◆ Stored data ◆
▼▼▼

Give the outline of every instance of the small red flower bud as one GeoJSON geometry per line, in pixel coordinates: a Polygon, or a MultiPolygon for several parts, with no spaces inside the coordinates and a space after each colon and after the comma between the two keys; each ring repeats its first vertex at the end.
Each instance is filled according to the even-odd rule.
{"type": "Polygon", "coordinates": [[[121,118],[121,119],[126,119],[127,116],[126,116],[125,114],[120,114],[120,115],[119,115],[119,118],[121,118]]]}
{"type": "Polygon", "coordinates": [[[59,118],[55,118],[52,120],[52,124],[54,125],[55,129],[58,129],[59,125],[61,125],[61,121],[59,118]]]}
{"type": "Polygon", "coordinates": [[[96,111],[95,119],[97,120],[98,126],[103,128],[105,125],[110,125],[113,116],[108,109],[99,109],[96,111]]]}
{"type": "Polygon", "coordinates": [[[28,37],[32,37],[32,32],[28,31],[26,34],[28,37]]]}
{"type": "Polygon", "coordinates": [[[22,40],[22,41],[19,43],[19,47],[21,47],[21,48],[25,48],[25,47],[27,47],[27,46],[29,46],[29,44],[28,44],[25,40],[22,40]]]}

▲▲▲

What you return should match the data character for character.

Give the outline of every instance of the small red flower bud as one GeoJSON geometry per line, in pixel coordinates: a Polygon, or a MultiPolygon for several parts, with no spaces inside the coordinates and a space after each colon and after the comma between the two keys; each ring repeats its first vertex at the end.
Each instance is filled according to the even-odd rule.
{"type": "Polygon", "coordinates": [[[121,118],[121,119],[126,119],[127,116],[126,116],[125,114],[120,114],[120,115],[119,115],[119,118],[121,118]]]}
{"type": "Polygon", "coordinates": [[[59,118],[55,118],[52,120],[52,124],[54,125],[55,129],[58,129],[59,125],[61,125],[61,121],[59,118]]]}
{"type": "Polygon", "coordinates": [[[96,111],[95,119],[97,120],[98,126],[103,128],[105,125],[110,125],[113,116],[108,109],[99,109],[96,111]]]}
{"type": "Polygon", "coordinates": [[[28,37],[32,37],[32,32],[28,31],[26,34],[28,37]]]}
{"type": "Polygon", "coordinates": [[[22,40],[22,41],[19,43],[19,47],[21,47],[21,48],[25,48],[25,47],[27,47],[27,46],[29,46],[29,44],[28,44],[25,40],[22,40]]]}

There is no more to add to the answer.